▸ Problem statement:
Each record that follows should be repeated exactly, minus any images.

=-=-=

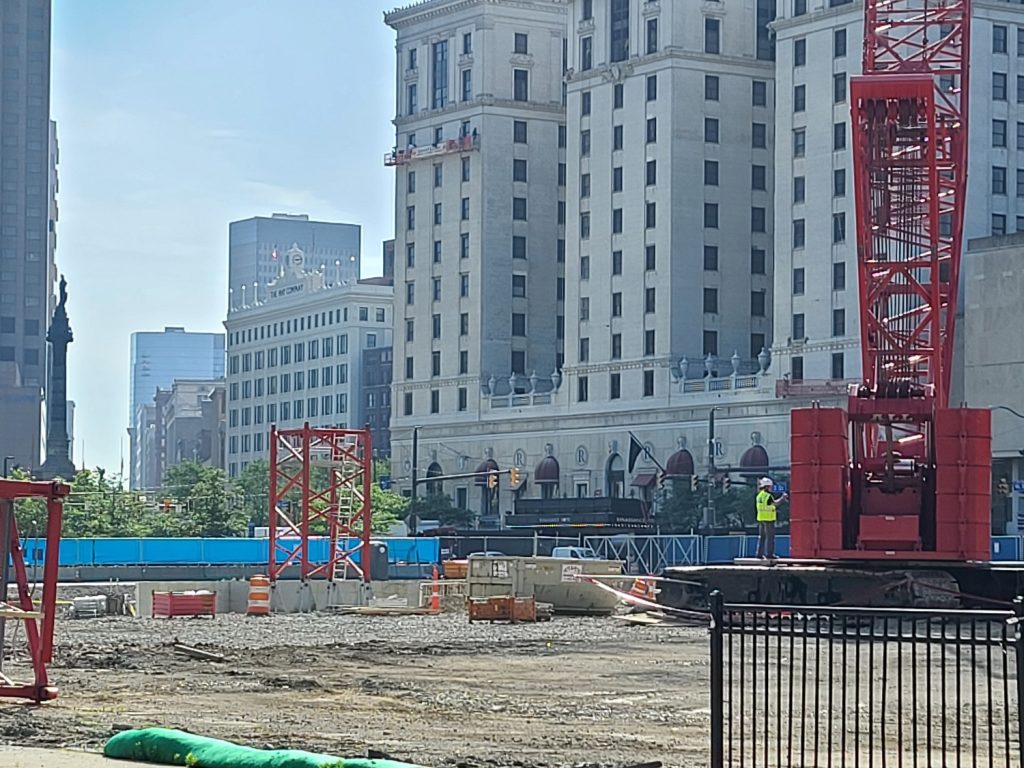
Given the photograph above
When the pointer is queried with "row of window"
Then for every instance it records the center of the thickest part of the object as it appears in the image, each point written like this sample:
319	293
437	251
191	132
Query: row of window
272	413
298	352
300	325
328	376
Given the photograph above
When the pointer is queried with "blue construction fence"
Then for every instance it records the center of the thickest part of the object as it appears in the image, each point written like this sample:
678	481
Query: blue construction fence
412	555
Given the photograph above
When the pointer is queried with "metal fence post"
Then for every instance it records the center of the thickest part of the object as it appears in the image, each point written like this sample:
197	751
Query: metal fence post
1019	642
717	693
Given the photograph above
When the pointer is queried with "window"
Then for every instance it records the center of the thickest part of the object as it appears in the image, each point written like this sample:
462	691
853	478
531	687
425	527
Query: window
439	75
839	88
839	322
839	136
998	39
759	136
758	303
519	209
651	36
711	87
759	93
711	258
758	219
799	188
839	182
518	249
998	180
520	85
711	130
759	261
713	41
711	300
999	133
620	16
799	282
839	43
839	275
839	227
711	215
710	343
586	53
711	173
799	333
798	233
998	86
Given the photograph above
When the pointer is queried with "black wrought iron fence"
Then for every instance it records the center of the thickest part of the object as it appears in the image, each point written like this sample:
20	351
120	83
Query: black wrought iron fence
838	686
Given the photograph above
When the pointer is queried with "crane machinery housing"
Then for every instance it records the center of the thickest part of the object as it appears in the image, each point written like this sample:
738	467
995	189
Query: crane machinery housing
891	496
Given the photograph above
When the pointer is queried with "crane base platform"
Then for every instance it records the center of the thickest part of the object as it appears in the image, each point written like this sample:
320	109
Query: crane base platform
866	583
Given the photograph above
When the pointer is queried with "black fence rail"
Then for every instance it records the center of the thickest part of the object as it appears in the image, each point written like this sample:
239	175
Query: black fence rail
834	686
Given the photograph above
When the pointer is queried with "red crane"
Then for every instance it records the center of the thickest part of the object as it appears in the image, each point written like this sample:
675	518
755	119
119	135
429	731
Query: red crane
898	474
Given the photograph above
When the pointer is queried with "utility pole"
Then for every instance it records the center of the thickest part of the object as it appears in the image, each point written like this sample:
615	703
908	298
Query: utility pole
711	467
416	463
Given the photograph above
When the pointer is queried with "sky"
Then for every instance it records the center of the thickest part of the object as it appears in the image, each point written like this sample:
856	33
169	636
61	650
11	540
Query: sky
177	117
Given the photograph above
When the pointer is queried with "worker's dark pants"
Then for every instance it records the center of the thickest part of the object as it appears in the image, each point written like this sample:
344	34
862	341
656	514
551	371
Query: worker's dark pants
766	542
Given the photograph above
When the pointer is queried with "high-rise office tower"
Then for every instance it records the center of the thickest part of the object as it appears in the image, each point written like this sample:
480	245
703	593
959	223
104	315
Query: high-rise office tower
28	215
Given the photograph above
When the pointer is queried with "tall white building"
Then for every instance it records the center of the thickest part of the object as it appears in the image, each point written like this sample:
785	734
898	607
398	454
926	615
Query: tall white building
819	47
296	356
478	200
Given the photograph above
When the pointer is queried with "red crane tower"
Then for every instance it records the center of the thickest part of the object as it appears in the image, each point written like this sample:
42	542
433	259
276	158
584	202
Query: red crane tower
898	474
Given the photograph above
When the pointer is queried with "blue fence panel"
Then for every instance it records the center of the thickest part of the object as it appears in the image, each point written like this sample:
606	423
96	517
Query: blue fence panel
1006	548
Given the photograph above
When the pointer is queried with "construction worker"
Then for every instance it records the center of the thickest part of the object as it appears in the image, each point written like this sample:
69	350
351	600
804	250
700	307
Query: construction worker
766	505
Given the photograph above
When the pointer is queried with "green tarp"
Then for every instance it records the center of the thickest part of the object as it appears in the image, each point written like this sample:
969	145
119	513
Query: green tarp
176	748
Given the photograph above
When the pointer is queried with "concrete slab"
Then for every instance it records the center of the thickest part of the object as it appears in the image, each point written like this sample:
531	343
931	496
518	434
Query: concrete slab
25	757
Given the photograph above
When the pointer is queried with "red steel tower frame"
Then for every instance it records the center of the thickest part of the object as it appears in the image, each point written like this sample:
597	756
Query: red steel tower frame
899	474
320	487
38	623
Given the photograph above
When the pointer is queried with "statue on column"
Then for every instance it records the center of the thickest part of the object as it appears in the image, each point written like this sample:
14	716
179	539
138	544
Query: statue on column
59	336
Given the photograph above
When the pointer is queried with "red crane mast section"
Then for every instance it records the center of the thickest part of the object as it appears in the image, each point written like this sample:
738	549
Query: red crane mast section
898	474
320	503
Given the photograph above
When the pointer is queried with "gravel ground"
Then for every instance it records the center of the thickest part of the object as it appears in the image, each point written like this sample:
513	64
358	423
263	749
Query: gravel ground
433	690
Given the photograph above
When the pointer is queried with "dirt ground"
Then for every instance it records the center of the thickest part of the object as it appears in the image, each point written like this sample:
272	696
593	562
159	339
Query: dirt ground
433	690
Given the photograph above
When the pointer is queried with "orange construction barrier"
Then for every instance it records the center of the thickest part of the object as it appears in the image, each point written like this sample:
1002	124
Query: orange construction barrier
435	592
259	596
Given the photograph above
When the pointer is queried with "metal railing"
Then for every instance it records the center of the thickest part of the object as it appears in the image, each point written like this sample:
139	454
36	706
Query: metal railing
837	686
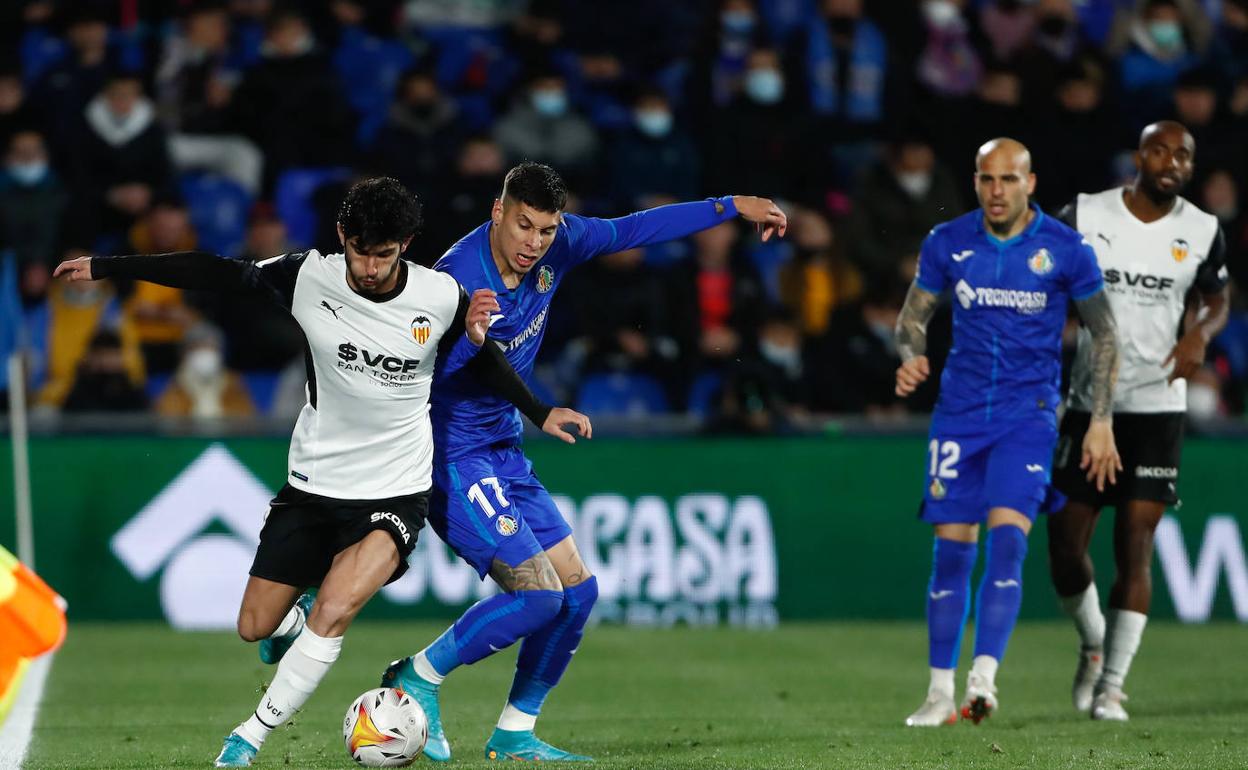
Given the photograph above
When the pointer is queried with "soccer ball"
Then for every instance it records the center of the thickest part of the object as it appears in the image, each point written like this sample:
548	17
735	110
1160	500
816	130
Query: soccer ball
385	728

=-=-=

▸ Written response:
Given the photograph above
When the pointer is queried with "row of window"
Then for every instance it records the center of the thickest part of the object as it appears in the image, each point written like this sample:
319	293
437	251
191	132
Query: row of window
272	413
298	352
300	325
328	376
Given the photograph above
When the pointer is queried with "blue construction fence"
Then for every instance it records the center of the thickest part of the object as it appears in the image, each point written like this sample:
678	481
Query: blue construction fence
412	555
Given the photograph above
When the pointer is queried with "metal fence post"
Then for every instance it records the center of the thickest part of the object as it appears in the image, each point written like this sample:
197	751
Query: metal fence post
1019	642
717	693
Given the photograph above
When the pointer is queried with "window"
Then for every instance it records the center of the thickest part of the object as it appears in the image, each point written like this sample:
462	691
853	478
531	687
425	527
Query: window
439	75
839	88
839	322
839	136
998	39
759	136
758	303
519	209
651	36
711	87
759	93
711	258
758	219
799	188
839	182
518	249
998	180
520	85
711	130
759	261
713	41
711	300
999	133
620	16
799	282
839	43
839	275
839	227
711	215
710	343
586	53
711	173
799	333
798	233
998	86
Given the photograph above
When the pointer is queried with "black wrought iron fence"
Then for every instance it records the center of the thickest part of the object as it appears in the image, each point written like this sample:
20	351
120	83
Query: black wrought iron fence
838	686
Given the photograph above
When the pointer is queried with "crane machinery housing"
Then for every instance it records the center of the thickest part of the object as it appears in the image, each point written like this sample:
738	467
995	189
Query: crane machinery housing
891	496
Given the photograph above
When the pointer is queried with "crane base platform"
Then for every instance it records the center of the thickest part of the object as it appears in the image, each point written like this sample:
320	109
Query: crane base platform
866	583
Given the photograph above
When the pointer is queried with "black fence rail"
Then for every instance it records the center of the thickest part of the object as it appears in the image, each point written like this sample:
239	175
Query: black fence rail
834	686
Given the photograph above
When the pointer is queried with "red crane"
Then for every instance it records the center of the thickest part of the object as it appears in the image, each point written like this sample:
675	518
755	119
119	135
429	731
Query: red crane
898	474
Given the photograph above
When the pointer is queried with "utility pole"
Then for every instance it records the center of the thickest part of the object as it appears in the image, each point written like this sample:
615	703
908	298
Query: utility pole
711	467
416	463
Given the photograph above
When the pointer is queried with "sky"
Then for every instance it records the center of the thickest part of the object as it appears in the image, each point written like this sample:
856	33
169	636
61	650
11	540
Query: sky
177	117
Given the photograph above
When the pointer is queried with "worker's dark pants"
Then for every instance it records the center of the thickest part of the object as it appears in the image, each point written like this sample:
344	34
862	341
656	514
551	371
Query: worker's dark pants
766	542
Given the photograph above
When the pointer is queried with "high-rise office tower"
Then for every instance it records the center of the thickest part of the object as it appears in the image, each point written like this sample:
480	245
703	593
959	223
104	315
Query: high-rise office tower
28	215
Given the photograph above
When the pointer is queried with "tall white building"
Then for every instance it records the center of the thickest part of the object as it appears in the image, each point written like this sample:
785	734
898	607
398	454
926	615
Query: tall white building
819	47
296	356
478	200
Given the photograph above
When the pointer is queried with "red crane tower"
Then for every instance it records the center of the thickest part of the object as it appears in the image, each point written like this sample:
42	542
433	259
276	158
584	202
Query: red crane tower
898	474
Given the photograph above
When the pointer is queried with "blue fence panel"
Then for every instance it records the center of the thickest part of the object as it appears in the image, each point written like this sample:
606	423
96	517
Query: blue fence panel
1006	548
Given the photograph above
When the pointer is queried with "construction worker"
Then for every instance it records the center of the thickest part of the object as it appears in the image, each point written like this sample:
69	350
351	600
804	250
700	307
Query: construction worker
766	505
Given the photograph above
When the pointer is queried with "green tarp"
Then for every instance it records the center of the thickest part of the object as it appears in the image, each point written like this sample:
969	145
119	513
Query: green tarp
176	748
Given the photograph above
When the pointer is queried with "concrete slab"
Then for every instance it records the center of the thickest part of the object as it appears in the image, each point written like this sample:
531	343
931	496
518	434
Query: concrete slab
25	757
Given the photograph above
When the pointer is queried with "red steel tower frame"
Then for every instance it records the center of the thickest part of the object as it appears in the image, each point written like this sample:
597	756
Query: red steel tower frame
899	474
320	487
38	623
Given the photograph above
When the pointer is queried with "statue on column"
Then for every instance it records the center of the thickest part of the object as it appears in the image, each point written like this sample:
14	716
179	539
138	544
Query: statue on column
59	336
Given the photograph above
When the pointer is queried with "red crane mast section"
Then for every instance it records the center of the thickest part of the object as it appears in the image, each point written like this sample:
738	549
Query: red crane mast section
898	474
320	503
Given the photograph above
When the pointer is queried with "gravel ground"
Then for every instance it records the center of the thickest part of the object as it appears in the image, each point written like this sample:
513	64
358	423
263	749
Query: gravel ground
433	690
Given the photograph above
When the pointer is queried with "dirt ground"
Then for every instance it records the center of the thickest part of the object as it appears in the image, each point written like this sample:
272	696
593	562
159	339
Query: dirt ground
433	690
Given the photograph above
When the pointer is queried with "orange construction barrier"
Then for every instance it records the center of the thickest part of the object as it appears in the image, each point written like this sample:
1002	124
Query: orange construction barrier
435	592
259	596
Given the photograph above
When the pointer is queried with "metal railing"
Then for every instance it records the center of the thickest part of the object as it appears in the image, each point written like this sample:
139	454
36	706
Query: metal railing
837	686
Given the photograph above
When the pointer is queried with "soccer ball"
Then for every instance it records the center of the thickest part of the object as it appears in the image, each point written like this sample:
548	17
735	110
1160	500
816	130
Query: soccer ball
385	728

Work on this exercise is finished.